/---

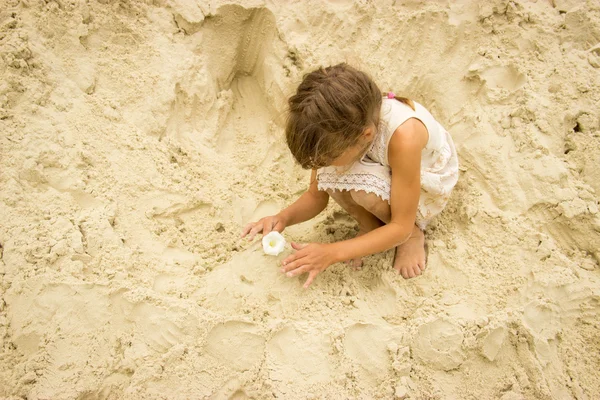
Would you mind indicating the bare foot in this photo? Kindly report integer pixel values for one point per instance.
(410, 256)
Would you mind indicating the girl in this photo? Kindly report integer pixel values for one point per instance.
(384, 159)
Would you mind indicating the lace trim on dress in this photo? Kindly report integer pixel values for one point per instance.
(379, 148)
(368, 182)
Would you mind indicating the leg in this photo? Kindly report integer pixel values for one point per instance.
(366, 220)
(410, 255)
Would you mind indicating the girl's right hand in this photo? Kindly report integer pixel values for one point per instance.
(264, 225)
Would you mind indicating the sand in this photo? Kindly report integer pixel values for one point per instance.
(137, 138)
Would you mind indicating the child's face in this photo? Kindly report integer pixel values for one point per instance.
(354, 153)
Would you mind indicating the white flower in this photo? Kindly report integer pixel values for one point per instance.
(273, 243)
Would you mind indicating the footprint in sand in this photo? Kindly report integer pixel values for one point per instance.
(439, 344)
(236, 344)
(295, 356)
(366, 345)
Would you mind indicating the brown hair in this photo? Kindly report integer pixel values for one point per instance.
(329, 112)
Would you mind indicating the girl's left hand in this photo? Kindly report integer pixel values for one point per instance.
(312, 258)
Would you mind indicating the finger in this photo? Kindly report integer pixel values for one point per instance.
(404, 273)
(279, 227)
(417, 270)
(293, 257)
(254, 231)
(247, 228)
(298, 246)
(298, 271)
(267, 227)
(311, 277)
(293, 265)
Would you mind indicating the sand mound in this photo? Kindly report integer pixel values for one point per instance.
(138, 138)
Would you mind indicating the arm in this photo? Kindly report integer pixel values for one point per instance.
(307, 206)
(405, 161)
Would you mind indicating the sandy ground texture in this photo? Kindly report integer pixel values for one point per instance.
(137, 138)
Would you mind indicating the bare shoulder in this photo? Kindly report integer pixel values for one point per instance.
(409, 137)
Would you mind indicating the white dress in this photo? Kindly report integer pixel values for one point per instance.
(439, 163)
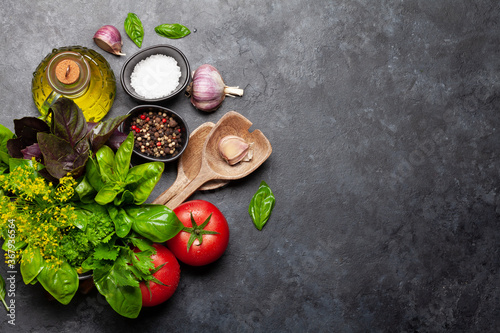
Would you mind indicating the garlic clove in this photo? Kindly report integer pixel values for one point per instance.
(207, 89)
(109, 39)
(234, 149)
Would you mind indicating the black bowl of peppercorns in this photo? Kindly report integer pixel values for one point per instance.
(160, 134)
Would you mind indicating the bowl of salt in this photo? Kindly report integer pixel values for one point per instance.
(155, 74)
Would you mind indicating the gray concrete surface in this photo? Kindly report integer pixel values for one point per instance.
(384, 121)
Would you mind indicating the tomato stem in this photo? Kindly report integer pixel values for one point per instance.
(197, 231)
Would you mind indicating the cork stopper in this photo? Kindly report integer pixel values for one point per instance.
(67, 71)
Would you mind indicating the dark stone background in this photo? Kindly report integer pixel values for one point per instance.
(383, 116)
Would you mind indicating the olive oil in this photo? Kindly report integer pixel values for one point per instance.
(78, 73)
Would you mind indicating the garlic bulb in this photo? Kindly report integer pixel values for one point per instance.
(109, 39)
(234, 149)
(207, 89)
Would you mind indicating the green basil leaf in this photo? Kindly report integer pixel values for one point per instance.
(125, 198)
(3, 167)
(31, 265)
(123, 156)
(142, 179)
(85, 190)
(14, 163)
(93, 174)
(14, 245)
(155, 222)
(134, 29)
(125, 299)
(123, 222)
(61, 282)
(108, 193)
(3, 292)
(261, 205)
(173, 31)
(106, 161)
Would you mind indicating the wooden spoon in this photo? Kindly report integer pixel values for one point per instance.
(213, 166)
(189, 165)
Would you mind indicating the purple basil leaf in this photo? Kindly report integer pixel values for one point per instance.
(28, 127)
(14, 147)
(116, 140)
(32, 151)
(60, 157)
(103, 131)
(68, 122)
(90, 126)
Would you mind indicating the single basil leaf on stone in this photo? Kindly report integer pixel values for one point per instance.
(261, 205)
(134, 29)
(172, 31)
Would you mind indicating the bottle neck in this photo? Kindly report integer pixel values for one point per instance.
(68, 73)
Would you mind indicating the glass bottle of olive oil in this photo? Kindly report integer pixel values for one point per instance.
(78, 73)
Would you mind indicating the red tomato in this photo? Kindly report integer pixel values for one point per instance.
(169, 275)
(209, 241)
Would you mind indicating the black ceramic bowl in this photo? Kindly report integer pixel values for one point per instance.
(168, 50)
(125, 127)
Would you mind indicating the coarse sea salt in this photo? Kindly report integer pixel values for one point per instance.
(156, 76)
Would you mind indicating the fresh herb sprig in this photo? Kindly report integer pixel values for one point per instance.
(261, 205)
(172, 31)
(134, 29)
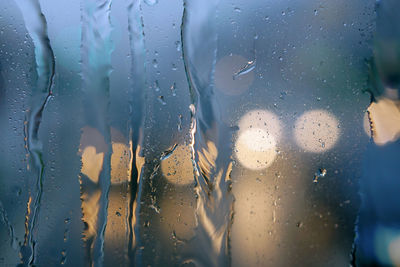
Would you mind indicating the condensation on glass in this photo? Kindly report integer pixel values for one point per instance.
(199, 133)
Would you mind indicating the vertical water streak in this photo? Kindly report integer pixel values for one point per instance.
(211, 146)
(36, 25)
(96, 50)
(138, 83)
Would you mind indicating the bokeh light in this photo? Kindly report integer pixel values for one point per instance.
(256, 143)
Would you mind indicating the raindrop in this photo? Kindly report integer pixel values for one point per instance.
(151, 2)
(155, 63)
(161, 100)
(245, 69)
(173, 89)
(319, 174)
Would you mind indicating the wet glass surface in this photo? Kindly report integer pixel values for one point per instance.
(199, 133)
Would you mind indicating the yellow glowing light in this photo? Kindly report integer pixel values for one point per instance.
(316, 131)
(366, 124)
(255, 149)
(255, 146)
(254, 233)
(178, 213)
(93, 148)
(178, 168)
(225, 70)
(92, 163)
(385, 121)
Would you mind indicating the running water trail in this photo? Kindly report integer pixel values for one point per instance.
(138, 83)
(210, 145)
(36, 25)
(96, 50)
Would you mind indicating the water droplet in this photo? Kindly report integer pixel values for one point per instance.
(180, 117)
(178, 46)
(156, 86)
(173, 89)
(245, 69)
(319, 174)
(155, 63)
(151, 2)
(161, 100)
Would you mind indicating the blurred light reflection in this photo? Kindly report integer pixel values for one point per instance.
(255, 147)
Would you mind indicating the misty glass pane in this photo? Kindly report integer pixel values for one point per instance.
(199, 133)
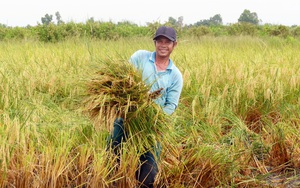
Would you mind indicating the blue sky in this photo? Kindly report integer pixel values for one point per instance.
(30, 12)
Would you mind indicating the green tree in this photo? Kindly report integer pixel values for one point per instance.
(249, 17)
(172, 21)
(212, 21)
(47, 19)
(58, 18)
(216, 20)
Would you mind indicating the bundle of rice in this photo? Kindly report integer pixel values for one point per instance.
(117, 90)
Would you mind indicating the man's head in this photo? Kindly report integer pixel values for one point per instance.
(168, 32)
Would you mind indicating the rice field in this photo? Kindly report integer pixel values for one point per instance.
(237, 124)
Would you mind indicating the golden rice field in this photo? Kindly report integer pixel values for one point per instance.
(237, 125)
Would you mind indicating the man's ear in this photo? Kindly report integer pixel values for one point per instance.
(175, 44)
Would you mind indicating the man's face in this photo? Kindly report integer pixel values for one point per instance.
(164, 46)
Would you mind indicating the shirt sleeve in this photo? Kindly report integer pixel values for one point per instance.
(173, 94)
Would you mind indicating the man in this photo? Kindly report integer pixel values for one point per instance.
(159, 71)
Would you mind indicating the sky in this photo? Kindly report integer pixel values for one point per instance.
(29, 12)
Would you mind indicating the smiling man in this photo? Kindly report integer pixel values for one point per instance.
(159, 71)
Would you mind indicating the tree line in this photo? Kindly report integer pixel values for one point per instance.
(50, 30)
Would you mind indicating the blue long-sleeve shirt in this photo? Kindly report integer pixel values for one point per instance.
(170, 80)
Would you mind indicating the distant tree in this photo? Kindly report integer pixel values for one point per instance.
(47, 19)
(172, 21)
(249, 17)
(3, 25)
(91, 20)
(215, 20)
(180, 22)
(58, 18)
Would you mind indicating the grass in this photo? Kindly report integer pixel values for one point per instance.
(237, 124)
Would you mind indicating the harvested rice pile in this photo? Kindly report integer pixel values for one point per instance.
(117, 90)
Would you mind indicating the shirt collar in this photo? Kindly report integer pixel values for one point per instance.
(152, 59)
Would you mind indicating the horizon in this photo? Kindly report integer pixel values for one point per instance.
(30, 12)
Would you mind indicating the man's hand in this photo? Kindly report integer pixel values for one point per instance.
(155, 94)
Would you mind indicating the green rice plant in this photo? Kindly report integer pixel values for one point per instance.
(118, 91)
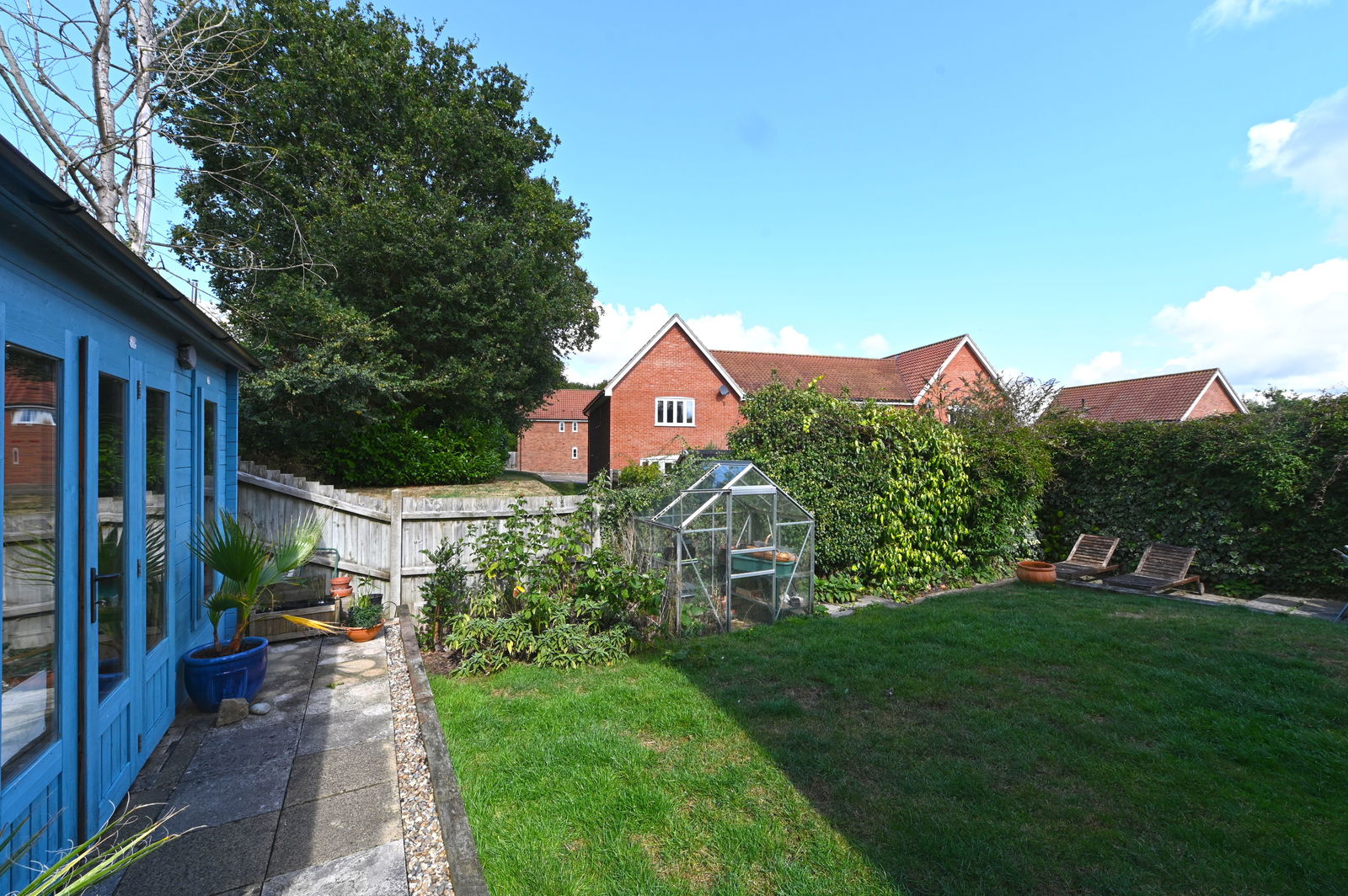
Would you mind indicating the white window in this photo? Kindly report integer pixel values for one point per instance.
(674, 411)
(34, 417)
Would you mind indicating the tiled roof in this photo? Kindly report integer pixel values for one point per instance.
(1147, 397)
(875, 379)
(564, 404)
(918, 365)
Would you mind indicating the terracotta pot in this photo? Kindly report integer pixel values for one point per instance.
(1035, 573)
(364, 633)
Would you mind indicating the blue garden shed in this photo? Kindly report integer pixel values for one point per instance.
(120, 431)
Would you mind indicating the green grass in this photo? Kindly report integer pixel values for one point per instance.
(1014, 740)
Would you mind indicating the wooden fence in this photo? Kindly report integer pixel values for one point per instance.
(381, 539)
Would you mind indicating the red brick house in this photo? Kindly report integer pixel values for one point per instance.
(557, 440)
(676, 394)
(1170, 397)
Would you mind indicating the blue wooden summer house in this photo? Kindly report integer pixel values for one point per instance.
(120, 431)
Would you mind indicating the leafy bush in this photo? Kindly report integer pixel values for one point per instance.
(1264, 498)
(889, 489)
(399, 453)
(543, 597)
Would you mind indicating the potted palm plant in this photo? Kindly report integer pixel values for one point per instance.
(249, 565)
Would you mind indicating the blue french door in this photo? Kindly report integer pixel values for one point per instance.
(112, 566)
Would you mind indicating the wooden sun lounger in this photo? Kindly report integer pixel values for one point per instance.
(1089, 556)
(1163, 566)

\---

Reproduce the listing from the line containing "Would you mind indicating the blue french" through the end of the listing, both ends included and the requests kept, and add 87 to every coordinate value in the answers.

● **Full response**:
Would you mind indicating the blue french door in this photo? Kindly report integer pixel values for one point per instance.
(199, 653)
Would you mind indicating the wooden sun lounger in this photo? Kindly report integer pixel values for one point per instance.
(1176, 643)
(1250, 653)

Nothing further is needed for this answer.